▶ [Natural language region descriptions]
====================

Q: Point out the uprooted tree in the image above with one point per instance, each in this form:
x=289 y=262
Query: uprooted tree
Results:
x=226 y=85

====================

▶ [What to work on]
Type out all of the records again, exactly.

▶ [Reply]
Q: Point out the uprooted tree in the image above with one point per instance, each in this form:
x=289 y=262
Query: uprooted tree
Results:
x=226 y=85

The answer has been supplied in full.